### Dataset extract ###
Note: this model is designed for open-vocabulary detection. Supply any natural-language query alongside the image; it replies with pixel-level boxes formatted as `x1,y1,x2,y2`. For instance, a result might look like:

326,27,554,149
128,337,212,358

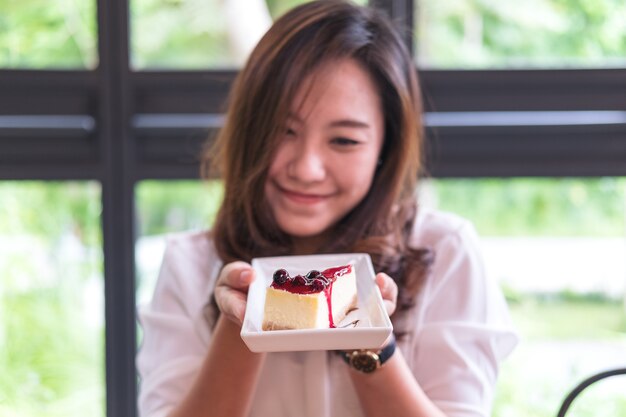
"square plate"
240,253,393,352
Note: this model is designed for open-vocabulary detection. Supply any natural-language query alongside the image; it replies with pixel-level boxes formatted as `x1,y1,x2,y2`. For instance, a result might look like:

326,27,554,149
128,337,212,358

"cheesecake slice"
262,265,358,331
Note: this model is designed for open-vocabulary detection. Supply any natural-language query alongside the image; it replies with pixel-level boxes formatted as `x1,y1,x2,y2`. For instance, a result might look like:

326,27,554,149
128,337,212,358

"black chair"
557,367,626,417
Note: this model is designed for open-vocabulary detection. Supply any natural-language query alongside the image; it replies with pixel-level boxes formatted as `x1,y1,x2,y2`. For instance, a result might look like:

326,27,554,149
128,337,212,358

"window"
131,0,368,69
0,181,104,417
2,1,625,416
415,0,626,69
0,1,98,69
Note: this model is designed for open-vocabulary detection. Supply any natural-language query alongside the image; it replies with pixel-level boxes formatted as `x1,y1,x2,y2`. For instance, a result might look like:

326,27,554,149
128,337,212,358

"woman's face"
265,58,384,251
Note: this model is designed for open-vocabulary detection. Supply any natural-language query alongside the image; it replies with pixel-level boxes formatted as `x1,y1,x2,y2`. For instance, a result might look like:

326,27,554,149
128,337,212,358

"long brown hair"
202,0,433,328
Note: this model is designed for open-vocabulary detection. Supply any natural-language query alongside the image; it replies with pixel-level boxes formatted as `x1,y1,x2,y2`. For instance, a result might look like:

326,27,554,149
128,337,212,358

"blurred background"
1,0,625,416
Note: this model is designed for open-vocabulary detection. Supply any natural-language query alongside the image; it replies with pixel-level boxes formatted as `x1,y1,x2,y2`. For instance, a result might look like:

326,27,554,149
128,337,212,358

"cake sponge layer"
262,288,328,330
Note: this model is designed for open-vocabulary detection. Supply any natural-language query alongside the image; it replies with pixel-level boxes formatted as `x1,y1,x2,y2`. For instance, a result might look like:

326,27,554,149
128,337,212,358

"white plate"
240,253,393,352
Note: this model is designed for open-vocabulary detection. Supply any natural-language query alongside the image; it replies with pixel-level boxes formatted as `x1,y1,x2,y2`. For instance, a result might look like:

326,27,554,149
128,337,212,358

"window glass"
135,180,223,307
0,181,104,417
0,0,97,69
425,177,626,417
415,0,626,69
131,0,368,69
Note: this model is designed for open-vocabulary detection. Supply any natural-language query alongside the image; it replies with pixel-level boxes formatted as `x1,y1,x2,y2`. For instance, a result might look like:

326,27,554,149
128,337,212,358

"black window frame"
1,0,625,416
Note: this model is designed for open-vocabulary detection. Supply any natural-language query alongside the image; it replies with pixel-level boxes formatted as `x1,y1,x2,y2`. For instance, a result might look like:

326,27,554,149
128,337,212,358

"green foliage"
0,181,104,417
0,0,97,68
131,0,231,68
135,180,224,236
266,0,315,19
493,297,626,417
10,0,623,70
0,181,102,247
511,297,626,340
130,0,369,68
0,289,104,417
417,0,626,67
430,177,626,237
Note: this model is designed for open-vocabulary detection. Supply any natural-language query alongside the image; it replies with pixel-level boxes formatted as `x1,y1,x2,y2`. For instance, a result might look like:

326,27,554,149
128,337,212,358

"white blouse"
137,209,519,417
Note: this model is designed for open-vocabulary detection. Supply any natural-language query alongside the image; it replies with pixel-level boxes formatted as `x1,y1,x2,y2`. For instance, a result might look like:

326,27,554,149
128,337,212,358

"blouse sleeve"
411,220,519,417
136,233,220,417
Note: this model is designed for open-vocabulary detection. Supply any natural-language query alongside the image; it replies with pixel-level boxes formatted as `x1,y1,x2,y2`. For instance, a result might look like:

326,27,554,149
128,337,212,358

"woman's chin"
278,223,333,251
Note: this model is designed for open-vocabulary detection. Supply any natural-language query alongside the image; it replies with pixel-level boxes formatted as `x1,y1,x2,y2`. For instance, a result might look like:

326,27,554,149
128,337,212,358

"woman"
137,2,518,416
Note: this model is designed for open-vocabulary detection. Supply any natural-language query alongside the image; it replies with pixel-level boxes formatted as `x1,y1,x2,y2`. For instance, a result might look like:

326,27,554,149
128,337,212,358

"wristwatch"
337,335,396,373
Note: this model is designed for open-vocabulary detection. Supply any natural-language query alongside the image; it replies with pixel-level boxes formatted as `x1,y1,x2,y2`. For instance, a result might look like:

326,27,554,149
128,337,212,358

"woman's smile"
276,183,335,205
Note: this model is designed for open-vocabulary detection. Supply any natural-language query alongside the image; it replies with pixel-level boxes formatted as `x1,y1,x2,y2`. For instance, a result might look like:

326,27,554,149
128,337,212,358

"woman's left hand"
375,272,398,317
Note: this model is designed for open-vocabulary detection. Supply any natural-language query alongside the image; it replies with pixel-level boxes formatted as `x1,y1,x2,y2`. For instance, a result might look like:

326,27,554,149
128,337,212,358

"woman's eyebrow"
328,119,371,129
287,113,370,130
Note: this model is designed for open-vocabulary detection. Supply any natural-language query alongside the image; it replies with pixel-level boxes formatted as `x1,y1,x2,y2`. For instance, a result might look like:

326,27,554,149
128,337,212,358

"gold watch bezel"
349,350,381,373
###
_Instructions for the task_:
Transcribe the records above exactly and drop every picture.

_Task response_:
Note: this model is designed for open-vocabulary detection. Supply any natural-language query alongside the image; it replies with pixel-level boxes formatted as `x1,y1,x2,y2`. For instance, a result might look like:

326,27,554,149
128,337,212,358

"square plate"
240,253,393,352
Note: this model is designed for open-vocabulary detection. Supply any natural-language query alongside the image; it replies with pixel-level boxes formatted as `x1,y1,x2,y2`. For instance, a result might look like:

326,27,554,149
128,337,212,358

"cheesecake slice"
262,265,358,331
Note: this model is designed for open-vocabulary detection. Supply any natural-language query alongside the image; it replies with pixel-level boxes formatted as `x1,y1,x2,y2`. For instance, a result might look like:

326,27,554,149
128,337,212,358

"black chair"
557,367,626,417
Note: this model is designed for open-vocabulary detection. Supply any natural-language query alongside the image; it replies with pixel-level boxes formatted as `x1,y1,x2,y2`. For instance, a result might look like:

326,27,554,149
128,337,212,358

"window"
131,0,368,69
0,181,104,417
2,1,625,416
415,0,626,69
0,1,98,69
Note: this model is designed for open-vocabulary detection. Supply any natural-language query alongside the image; it replies with pixel-level boxes formatted as `x1,y1,x2,y2`. For instance, a result might look like:

326,27,554,149
128,337,212,358

"woman's face"
265,58,384,251
Note: this model is designed for open-vocabulary detection. Supply any natural-language query alongside the image; it replies with pixel-level boxes formatted as `x1,y1,x2,y2`. For instance, a result might look like:

326,27,554,149
128,337,212,358

"long brown hair"
202,0,433,328
Note: this model is designed for open-vocabulary detection. Supply any natural-language query alongside the image; it replies with pixel-level boxes formatted as `x1,y1,x2,y2`. For instance, a result might look like:

326,27,554,149
128,337,212,358

"blurred background"
1,0,625,416
Note: this model is designed for open-vocabulary detection. Supply any natural-language query alongside the image; it replies with pixel-level boxes formatted as `x1,y1,x2,y2`. For instance, a result might look like:

326,27,554,149
128,337,212,358

"cake sponge layer"
262,288,328,330
Note: this model is designed for open-vocabulary detection. Supply any natural-language query alongside the image; it replies with pixel-level boxes formatted as `x1,y1,x2,y2`. For instance, a result might look like:

326,27,554,149
128,337,212,358

"white plate"
240,253,393,352
Note: this model is designed for open-vocabulary detection. Supply any natural-language query alongside the image; it replies with pixel-level boxes formatted as `x1,y1,x2,y2`. For instance, a result might look like:

326,27,554,149
128,337,212,358

"window glass"
135,180,223,307
0,181,104,417
0,0,97,69
425,177,626,417
415,0,626,69
131,0,368,69
Note: this model is designed for open-vocabulary detection. Supply any natural-language query alongside the image; it replies with pixel-level boxes formatted as `x1,y1,x2,y2`. For instance, a result might look like:

326,27,554,149
128,337,212,358

"black window frame"
1,0,625,416
Note: this model is designed for open-vocabulary detection. Supply any natural-language query alongside the image; it replies with pixel-level boxes formatted as `x1,y1,x2,y2`. For instance, a result might look like:

326,27,554,149
128,337,212,358

"green foliage"
0,181,104,417
0,0,97,68
131,0,231,68
135,180,224,236
266,0,315,19
493,297,626,417
10,0,623,70
0,181,102,247
511,297,626,340
130,0,369,68
0,289,104,417
417,0,626,67
430,177,626,237
Note: this model is designed for open-vocabulary detection. Supply any natural-language query alongside the image; it replies with pixel-level boxes formatted as `x1,y1,x2,y2`. For instance, a result might look like:

326,27,554,149
128,337,212,358

"white blouse"
137,209,519,417
Note: this model is designed for open-vocabulary detection. Supply any natural-language query alongside the image; it replies with pixel-level boxes formatted as `x1,y1,x2,y2`. For instance, a result might look like:

326,27,554,149
128,337,212,358

"blouse sleeve"
411,220,519,417
136,233,220,417
Note: this model is designed for open-vocabulary detection. Supply any natural-language query alongside the image; it replies with pixel-level boxes formatted as `x1,y1,x2,y2`. For instance, a result might look like:

326,27,554,149
128,337,212,358

"woman's chin"
278,223,333,251
Note: this model is designed for open-vocabulary detection. Supply any natural-language query alongside the image; it replies with pixel-level boxes formatted as `x1,y1,x2,y2`. For instance, a result might look like:

326,27,554,149
128,337,212,358

"woman"
137,2,518,416
Note: this model is designed for open-vocabulary detection. Supply any natural-language query alongside the image; it replies with pixel-level boxes formatted as `x1,y1,x2,y2`. For instance, a result might look like:

326,27,554,149
128,337,212,358

"wristwatch"
337,335,396,373
Note: this model is designed for open-vocabulary detection. Supply any natural-language query alongside the image; it replies with pixel-level boxes formatted as `x1,y1,x2,y2`. For instance, a result might look like:

326,27,554,149
128,337,212,358

"woman's smile"
276,183,335,205
Note: this model is designed for open-vocabulary detection. Supply any natural-language query alongside the image; it replies with pixel-level boxes formatted as `x1,y1,x2,y2`. For instance, a result might look like:

326,27,554,149
128,337,212,358

"woman's left hand"
375,272,398,317
Note: this model is designed for open-vocabulary detection. Supply any natural-language query alongside the image; it replies with pixel-level boxes formatted as `x1,y1,x2,y2`. For instance, a result might look like:

326,27,554,149
128,337,212,358

"woman's eyebrow"
328,119,371,129
287,113,370,130
Note: this model is designed for open-vocabulary detection. Supply any natural-language query alongside the image; it replies with pixel-level boxes formatted as `x1,y1,x2,y2`. For instance, a result might look like:

326,27,554,149
128,337,212,358

"gold watch bezel"
349,350,381,373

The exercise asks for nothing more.